#### Objective
Render every line of the records below as a Markdown table with the columns "Row" and "Line", skipping blank lines. Leave the pictures out of the answer.
##### Source material
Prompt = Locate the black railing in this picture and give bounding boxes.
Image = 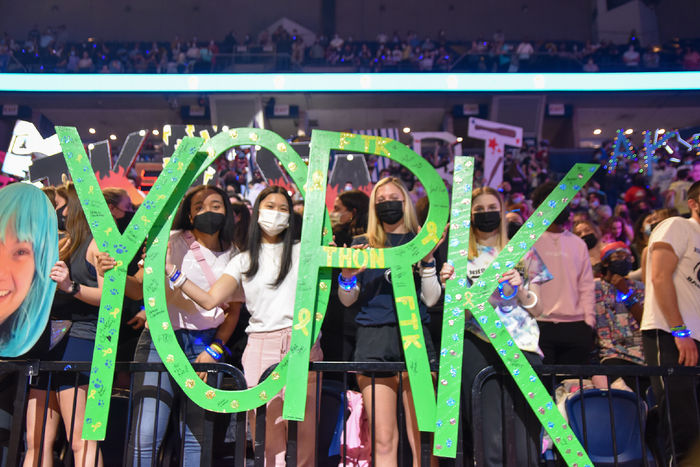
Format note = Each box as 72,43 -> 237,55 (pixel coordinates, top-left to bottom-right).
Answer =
0,361 -> 700,467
##########
#### Result
| Row | Line |
|---|---|
| 1 | Prompt = Locate the black railing in this picture and give bounding boxes. |
| 2 | Image =  |
| 3 | Format note = Each box as 72,43 -> 237,55 (pixel coordinates, top-left to bottom-right). |
| 4 | Answer = |
| 5 | 0,361 -> 700,467 |